--- BEGIN ---
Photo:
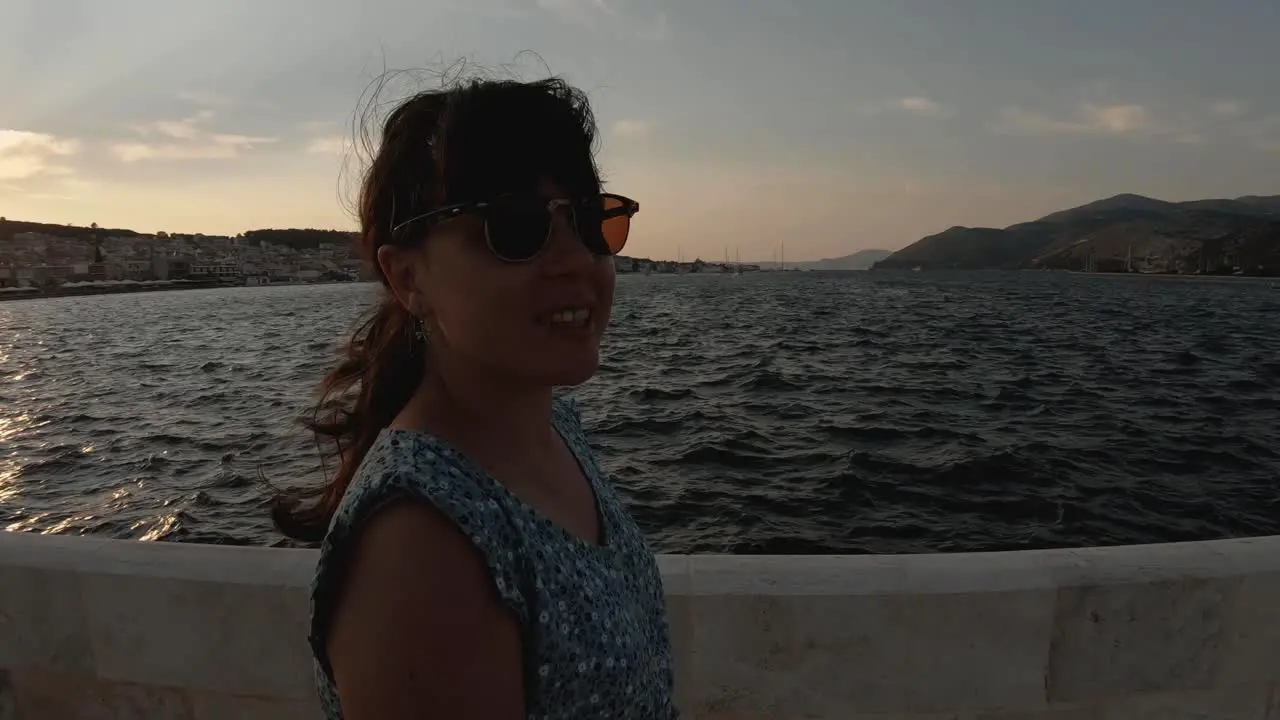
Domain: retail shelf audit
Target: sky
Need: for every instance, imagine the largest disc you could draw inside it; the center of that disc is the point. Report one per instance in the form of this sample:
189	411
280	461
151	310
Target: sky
740	126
--- END ---
Reproduce every line of the items above, requests included, but scale each point coordinate in the answers by 1.6 and round it to a whole number, with halves rounded up. Keep the numbers in the requests and their format samples unchanged, and leave the pictures out.

Photo:
Domain: retail shelf audit
Target: sky
Need: for every instance, imagine the largest disc you could draw inside it; the center of that disc is the point. Report one per instance in the form of this sample:
189	411
280	461
151	310
Target: sky
1184	202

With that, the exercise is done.